## Excerpt to read

[BEGIN]

I’ve been interested in art since I was a child. That interest grew when I started to collaborate with my drawing teacher in High School, painter José Cataluña. I was only fourteen years old but I helped him to take pictures and edit catalogs for an art gallery he had in Santander.


 


How and when did you start collecting?


In 1988, when I was 16, I acquired my first work at ARCO, a fair that I have visited every year since its first editions. I spent ten thousand of the old ‘pesetas’, an amount that meant a great economic outlay for a boy my age. I remember that moment with great affection because, from then on, I began to become more intensely fond of collecting.


 


What was that first acquisition?


It was an original silk-screen print on canvas by a Czech artist. The image showed an alarm clock and a tibia bone. However, the first painting I had was a work by José Cataluña, which is still hanging at home. This painting, although I didn’t buy it because it was a gift from the artist himself, has much more meaning for me.


 


Parallel to your collection you have several patronage projects underway. Do you consider yourself a collector and a patron in equal parts?


I consider myself more a patron than a collector because I prefer to promote new projects and help artists to continue creating and living from their work than to store the works. In fact, I don’t keep them for my own personal contemplation but rather I try to get art out of museums and private galleries so that as many people as possible can enjoy them.

[END]

## Information provided
[BEGIN]

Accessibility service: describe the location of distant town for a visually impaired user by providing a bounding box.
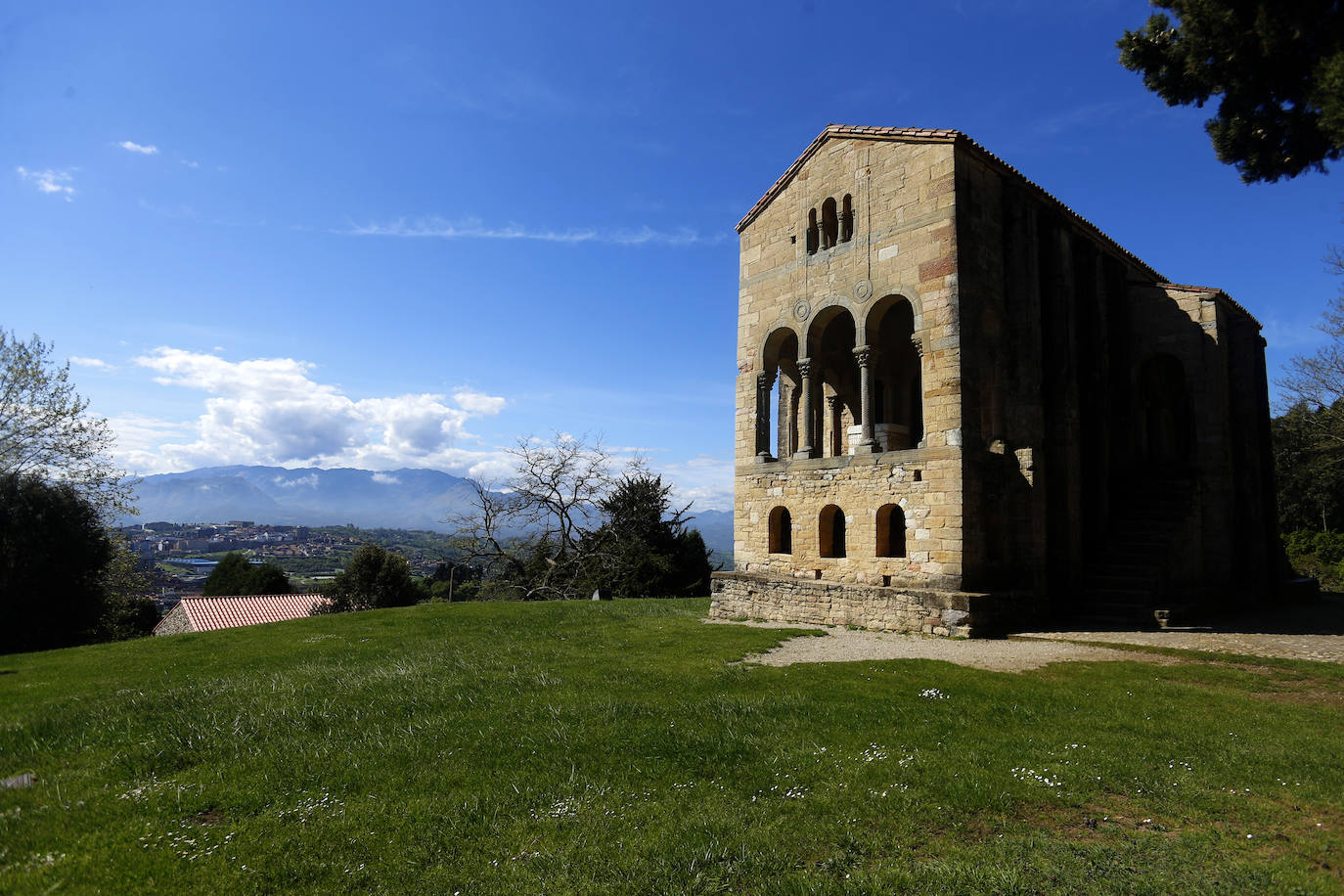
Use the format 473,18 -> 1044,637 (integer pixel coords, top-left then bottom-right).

[END]

## Written problem A
In the interview about art collecting, how old was the speaker when buying a first work at ARCO?
## Written problem B
Please pick up the interview about art collecting after its final sentence and keep writing it.
The listing has no connection to the interview about art collecting.

## Written response A
Sixteen.

## Written response B
 






 


What is the main artistic line of your projects as a patron?


It is a very complete sample of contemporary artists from a generation similar to mine. My two main sponsorship projects are Truck Art Project and PBX Creativa. Throughout my career I have evolved from the acquisition of personal works that I would hang at home or at the office, to fund public art projects, investing in murals and large format pieces that can be seen on the street or on the road, promoting modernization and making the transportation and logistics sector more attractive.


 






 


In what do both patronages differ from each other?


The criteria for collecting are very clear and defined in both collections. Truck Art Project brings together works by Spanish artists whom we can meet personally to share their creative process. PBX Creativa also contemplates Contemporary Art but it is closer to urban and Street Art because it connects with our desire to revitalize industrial areas and logistic warehouses.


 


About how many artworks do you have in your collection?


On the one hand, Truck Art Project already has 27 works – 24 of them are trucks intervened by artists and the rest are in other formats such as video or music – by artists such as Abraham Lacalle, Santiago Ydañez, Marina Vargas, Okuda or Felipe Pantone. Almost all of the art intervention trucks provide services to Palibex, the express transport company I founded eight years ago, but any other logistics company can join the project to increase its fleet.


PBX Creativa, currently has around twenty murals. Most of the works are in our Madrid headquarters but there are also other samples of the collection in Valladolid, Ciudad Real, Toledo and, soon, in Barcelona.


 






 


What artists are the most repeated in your different collections?


Abraham Lacalle, Marina Vargas, Rafa Macarrón, Felipe Pantone, Ana Barriga or Manuel León are among my favorites artists.


 






 


What was the last piece you bought?


The last piece was a portrait of the King and Queen of Spain from the series “Propaganda” by the Basque artist, Kepa Garraza.


 






 


Do you collect with your head or with your heart?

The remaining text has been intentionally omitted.